Set down every record below exactly as written.
### Listed records ###
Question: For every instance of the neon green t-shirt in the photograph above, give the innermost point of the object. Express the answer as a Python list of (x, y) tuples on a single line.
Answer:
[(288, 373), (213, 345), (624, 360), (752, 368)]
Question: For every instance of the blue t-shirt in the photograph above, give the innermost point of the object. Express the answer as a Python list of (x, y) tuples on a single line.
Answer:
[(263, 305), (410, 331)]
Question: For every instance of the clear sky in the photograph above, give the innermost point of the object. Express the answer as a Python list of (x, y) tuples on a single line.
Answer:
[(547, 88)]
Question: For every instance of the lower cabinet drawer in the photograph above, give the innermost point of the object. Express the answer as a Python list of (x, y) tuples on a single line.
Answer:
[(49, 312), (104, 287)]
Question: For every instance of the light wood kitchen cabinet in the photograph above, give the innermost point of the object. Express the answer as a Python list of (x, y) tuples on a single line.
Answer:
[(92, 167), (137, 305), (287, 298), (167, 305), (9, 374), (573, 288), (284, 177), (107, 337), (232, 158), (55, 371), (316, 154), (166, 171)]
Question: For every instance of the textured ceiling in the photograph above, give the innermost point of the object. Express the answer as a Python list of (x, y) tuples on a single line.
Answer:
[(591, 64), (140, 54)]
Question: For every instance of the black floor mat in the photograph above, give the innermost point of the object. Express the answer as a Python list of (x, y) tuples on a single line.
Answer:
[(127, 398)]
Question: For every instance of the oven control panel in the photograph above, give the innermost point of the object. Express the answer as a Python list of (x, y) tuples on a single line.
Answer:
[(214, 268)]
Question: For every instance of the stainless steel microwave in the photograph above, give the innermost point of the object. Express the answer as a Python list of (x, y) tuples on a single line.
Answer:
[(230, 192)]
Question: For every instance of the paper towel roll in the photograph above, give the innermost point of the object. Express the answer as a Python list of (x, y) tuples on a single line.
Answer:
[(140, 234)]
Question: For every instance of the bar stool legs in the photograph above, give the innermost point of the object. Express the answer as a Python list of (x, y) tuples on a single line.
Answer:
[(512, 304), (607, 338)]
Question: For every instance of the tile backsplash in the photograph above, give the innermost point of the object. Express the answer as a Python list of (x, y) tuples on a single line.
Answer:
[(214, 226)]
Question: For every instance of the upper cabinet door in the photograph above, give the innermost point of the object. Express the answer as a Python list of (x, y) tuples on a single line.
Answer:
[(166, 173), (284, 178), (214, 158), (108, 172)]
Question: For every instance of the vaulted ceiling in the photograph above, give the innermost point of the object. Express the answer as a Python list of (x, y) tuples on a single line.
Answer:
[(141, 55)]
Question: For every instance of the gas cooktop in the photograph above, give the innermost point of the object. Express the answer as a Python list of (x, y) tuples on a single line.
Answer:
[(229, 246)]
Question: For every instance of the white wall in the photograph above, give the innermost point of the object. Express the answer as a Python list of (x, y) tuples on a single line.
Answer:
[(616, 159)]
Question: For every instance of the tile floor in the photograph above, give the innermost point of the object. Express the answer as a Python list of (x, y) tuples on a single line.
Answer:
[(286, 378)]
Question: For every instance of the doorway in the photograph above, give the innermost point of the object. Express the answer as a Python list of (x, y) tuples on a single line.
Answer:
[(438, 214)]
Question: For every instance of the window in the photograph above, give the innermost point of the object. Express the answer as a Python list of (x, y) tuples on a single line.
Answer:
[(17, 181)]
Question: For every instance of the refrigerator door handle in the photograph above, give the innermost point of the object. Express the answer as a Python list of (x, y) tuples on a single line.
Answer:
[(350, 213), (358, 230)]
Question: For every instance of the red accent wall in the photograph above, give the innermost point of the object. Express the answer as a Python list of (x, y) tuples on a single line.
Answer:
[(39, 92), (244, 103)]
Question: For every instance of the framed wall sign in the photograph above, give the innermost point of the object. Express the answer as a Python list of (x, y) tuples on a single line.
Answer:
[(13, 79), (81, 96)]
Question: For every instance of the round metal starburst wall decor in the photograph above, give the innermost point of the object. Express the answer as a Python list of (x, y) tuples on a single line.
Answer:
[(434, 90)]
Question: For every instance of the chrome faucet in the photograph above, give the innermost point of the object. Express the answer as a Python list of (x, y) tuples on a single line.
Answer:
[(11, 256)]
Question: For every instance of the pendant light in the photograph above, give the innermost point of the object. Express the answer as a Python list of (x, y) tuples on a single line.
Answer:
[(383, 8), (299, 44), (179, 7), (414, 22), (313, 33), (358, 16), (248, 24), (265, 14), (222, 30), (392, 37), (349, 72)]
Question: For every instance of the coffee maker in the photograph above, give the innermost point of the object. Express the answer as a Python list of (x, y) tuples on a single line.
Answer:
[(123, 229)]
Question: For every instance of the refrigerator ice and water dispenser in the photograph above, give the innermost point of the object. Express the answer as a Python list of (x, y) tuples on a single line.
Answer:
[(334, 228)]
###
## Answer section:
Question: For every instance of the neon green t-shirt in the photograph above, give the innermost point of the object. Express the answer as a Python list of (x, y) tuples on a single line.
Answer:
[(288, 373), (213, 345), (624, 360), (752, 368)]
Question: For every instance of the blue t-shirt in the photograph above, give the innermost point of the object. Express the answer as a Python list of (x, y) tuples on a single line.
Answer:
[(263, 305), (410, 331)]
Question: For every instance of the clear sky in the photograph above, give the innermost point of the object. Express the answer as a Python list of (x, y) tuples on a single line.
Answer:
[(547, 88)]
Question: For every instance of the lower cabinet drawer in the photograph above, give the innermost point of the object. Express the answer as a Python list of (x, y) tuples on a single line.
Answer:
[(49, 312), (104, 287)]
Question: For every instance of the light wood kitchen cabinet in the photograph above, give the innermost point of the object. Express the answer as a Python list of (x, y) tuples on a single line.
Answer:
[(92, 167), (137, 305), (287, 298), (167, 305), (9, 374), (573, 288), (284, 177), (107, 337), (232, 158), (55, 371), (316, 154), (166, 171)]
Question: For every instance of the textured ceiling in the photograph above, give the innermost point of the object. Express the answer as a Python list of (x, y) tuples on a single line.
Answer:
[(591, 64), (140, 54)]
Question: For every instance of the black floor mat in the photograph above, give the innermost point of the object. Express the answer as a Python list of (x, y) tuples on a single line.
Answer:
[(127, 398)]
Question: For every instance of the oven control panel in the photograph above, give the innermost point of the object. Express the answer as a Python list of (x, y) tuples on a single line.
Answer:
[(214, 268)]
Question: For every instance of the stainless steel microwave in the photograph above, give the innermost point of the object. Express the answer as a Python list of (x, y) tuples on a single line.
Answer:
[(230, 192)]
Question: For every instance of the paper towel roll in the photograph above, give the innermost point of the object. Express the answer as a Python list of (x, y) tuples on a single line.
Answer:
[(140, 234)]
Question: For every instance of the bar stool legs in the photograph above, give the innermost point of the object. Express the answer as a Python list of (x, y) tuples on a single line.
Answer:
[(512, 304), (607, 338)]
Question: For every instance of the tile backsplash in the photograph above, give the innermost point of the object. Express the answer as a Python list of (x, y) tuples on a single line.
Answer:
[(214, 226)]
Question: For every instance of the upper cabinet door in the photograph above, give the innermost point of the object. Express the answer as a Python list of (x, y) tuples on a single line.
Answer:
[(166, 173), (284, 178), (214, 158), (108, 172)]
Question: For every instance of the vaulted ceiling in the photograph above, give the innermost point of the object. Express the answer as a Python list of (x, y) tuples on a single line.
Answer:
[(141, 55)]
Question: For every instance of the gas cooktop in the photograph above, give the innermost point of the object. Express the answer as a Python list of (x, y) tuples on a single line.
Answer:
[(229, 246)]
Question: For every instance of the white wall in the photograph above, give the innermost point of the object. Express the answer as a Python list of (x, y) tuples on a single line.
Answer:
[(616, 159)]
Question: For every instance of the tile floor in the photograph above, give the innermost point of the object. Express the answer as a Python list of (x, y) tuples on a single line.
Answer:
[(286, 378)]
Question: For every instance of the doorway in the photograph above, give the innermost point of the object. Express the answer as a Python list of (x, y) tuples on a single line.
Answer:
[(438, 214)]
Question: For every instance of the window in the photograph above, give the innermost point of the object. Express the answer as a Python list of (x, y) tuples on a single line.
Answer:
[(17, 181)]
Question: For every instance of the refrigerator door handle in the photograph above, give the innermost point of the object. Express the answer as a Python list of (x, y) tuples on a single line.
Answer:
[(350, 213), (358, 230)]
Question: For every instance of the red accent wall in the photograph above, give the innermost point of the object. Express the answer as a Python list of (x, y) tuples on a single line.
Answer:
[(39, 92), (244, 103)]
Question: For every instance of the framed wall sign in the photograph above, give the innermost point of the object. Express the answer as a Python list of (x, y) tuples on a single line.
Answer:
[(13, 79), (81, 96)]
Question: For every instance of the round metal starburst wall decor in the photograph above, give the innermost point of the object. Express the answer as a Python list of (x, y) tuples on a single line.
Answer:
[(434, 90)]
Question: For every instance of the chrome faucet in the photograph above, give the innermost point of the object. Express the answer as a Python list of (x, y) tuples on a single line.
Answer:
[(11, 256)]
Question: For every instance of the pendant light in the photograph above, give the innermost point of the object. Express the answer as a Python list of (x, y) tuples on a single line.
Answer:
[(383, 8), (299, 44), (179, 7), (414, 22), (313, 33), (358, 16), (248, 24), (265, 14), (222, 30), (392, 37), (349, 72)]
Question: For every instance of the coffee maker in the photograph above, give the innermost point of the object. Express the answer as a Python list of (x, y) tuples on a single line.
Answer:
[(123, 229)]
Question: For every instance of the refrigerator ice and water dispenser in the photograph above, give the innermost point of the object. Express the answer as a Python list of (x, y) tuples on a single line.
Answer:
[(334, 228)]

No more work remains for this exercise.